-- BEGIN SUPPLIED ENTRIES --

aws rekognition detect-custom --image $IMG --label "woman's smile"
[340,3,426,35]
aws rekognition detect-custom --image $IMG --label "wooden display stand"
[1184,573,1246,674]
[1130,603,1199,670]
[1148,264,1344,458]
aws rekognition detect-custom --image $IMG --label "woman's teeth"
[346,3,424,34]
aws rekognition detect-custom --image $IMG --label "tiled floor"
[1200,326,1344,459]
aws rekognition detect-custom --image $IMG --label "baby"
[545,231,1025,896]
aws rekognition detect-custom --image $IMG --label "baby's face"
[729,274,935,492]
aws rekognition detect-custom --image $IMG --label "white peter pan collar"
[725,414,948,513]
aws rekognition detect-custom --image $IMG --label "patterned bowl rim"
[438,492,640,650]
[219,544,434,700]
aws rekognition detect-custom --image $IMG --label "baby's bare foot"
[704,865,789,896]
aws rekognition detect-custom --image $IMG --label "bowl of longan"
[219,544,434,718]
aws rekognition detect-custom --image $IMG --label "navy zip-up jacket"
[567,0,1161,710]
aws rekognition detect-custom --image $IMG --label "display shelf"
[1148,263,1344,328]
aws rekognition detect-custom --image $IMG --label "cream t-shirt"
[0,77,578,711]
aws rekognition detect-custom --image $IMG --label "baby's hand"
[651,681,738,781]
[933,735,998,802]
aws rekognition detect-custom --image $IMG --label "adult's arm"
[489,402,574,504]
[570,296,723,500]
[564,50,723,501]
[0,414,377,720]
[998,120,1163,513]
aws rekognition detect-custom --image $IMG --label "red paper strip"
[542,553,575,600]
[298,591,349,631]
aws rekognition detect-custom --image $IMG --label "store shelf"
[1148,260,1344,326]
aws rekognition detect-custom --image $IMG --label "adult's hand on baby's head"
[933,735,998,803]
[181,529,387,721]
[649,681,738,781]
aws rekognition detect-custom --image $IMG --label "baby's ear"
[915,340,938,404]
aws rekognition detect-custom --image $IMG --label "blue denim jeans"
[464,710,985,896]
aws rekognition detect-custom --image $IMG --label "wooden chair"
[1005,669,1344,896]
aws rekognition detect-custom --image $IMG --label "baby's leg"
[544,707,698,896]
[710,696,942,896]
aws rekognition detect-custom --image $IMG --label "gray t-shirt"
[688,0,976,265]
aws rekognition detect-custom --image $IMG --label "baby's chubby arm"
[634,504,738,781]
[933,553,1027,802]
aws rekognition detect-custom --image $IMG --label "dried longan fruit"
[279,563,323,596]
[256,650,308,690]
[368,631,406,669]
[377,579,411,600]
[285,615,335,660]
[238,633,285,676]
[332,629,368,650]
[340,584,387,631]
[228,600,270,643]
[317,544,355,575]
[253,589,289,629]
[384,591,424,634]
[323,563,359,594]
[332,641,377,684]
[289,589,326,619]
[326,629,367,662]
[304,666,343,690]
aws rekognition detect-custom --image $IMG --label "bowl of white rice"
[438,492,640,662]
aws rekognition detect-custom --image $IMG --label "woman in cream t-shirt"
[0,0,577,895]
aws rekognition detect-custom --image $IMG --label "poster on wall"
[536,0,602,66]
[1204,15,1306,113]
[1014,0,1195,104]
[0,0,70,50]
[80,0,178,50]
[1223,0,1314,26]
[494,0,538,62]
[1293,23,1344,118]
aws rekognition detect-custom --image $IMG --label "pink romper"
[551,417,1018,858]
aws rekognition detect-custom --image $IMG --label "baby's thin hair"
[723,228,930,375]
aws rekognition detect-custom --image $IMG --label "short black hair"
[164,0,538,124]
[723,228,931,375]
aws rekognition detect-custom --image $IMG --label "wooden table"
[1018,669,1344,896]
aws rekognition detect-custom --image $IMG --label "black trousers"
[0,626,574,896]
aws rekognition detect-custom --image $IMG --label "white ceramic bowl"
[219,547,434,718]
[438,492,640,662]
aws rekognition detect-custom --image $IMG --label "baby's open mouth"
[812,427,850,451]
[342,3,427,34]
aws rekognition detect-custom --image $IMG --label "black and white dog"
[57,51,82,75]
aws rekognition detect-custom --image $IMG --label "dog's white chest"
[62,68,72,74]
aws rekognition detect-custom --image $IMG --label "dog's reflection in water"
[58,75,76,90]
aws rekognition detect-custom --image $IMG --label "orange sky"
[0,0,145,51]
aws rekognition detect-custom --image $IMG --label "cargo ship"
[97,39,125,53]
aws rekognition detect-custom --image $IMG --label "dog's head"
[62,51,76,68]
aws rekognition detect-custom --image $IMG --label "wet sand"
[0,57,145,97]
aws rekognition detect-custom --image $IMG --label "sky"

-- END SUPPLIED ENTRIES --

Locate every line in the data above that contains the word "black", and copy each of those lines.

aws rekognition detect-custom --image $IMG --label "short black hair"
aws rekognition detect-custom --image $IMG --label "black trousers"
aws rekognition detect-custom --image $IMG --label "black and white dog"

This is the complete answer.